Start of Extracted records
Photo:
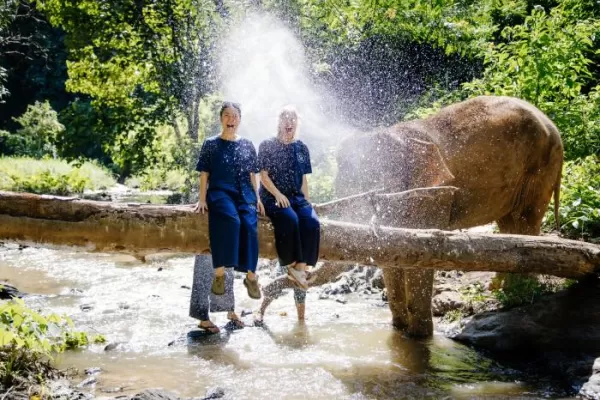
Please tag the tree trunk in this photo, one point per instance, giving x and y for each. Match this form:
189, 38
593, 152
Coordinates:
144, 229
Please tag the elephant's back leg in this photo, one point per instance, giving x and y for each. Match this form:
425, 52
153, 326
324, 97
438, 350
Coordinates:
End of Extracted records
### Stated exercise
Without the pictures, write out all of the material exactly.

### Task answer
Photo:
Please tag the tree trunk in this photo, one point per instance, giving x and y for each. Match this form:
189, 38
593, 152
Coordinates:
144, 229
Please tag the elephant's back leg in this photo, one point per instance, giving x and y for each. Match this form:
425, 52
153, 326
324, 97
438, 350
Coordinates:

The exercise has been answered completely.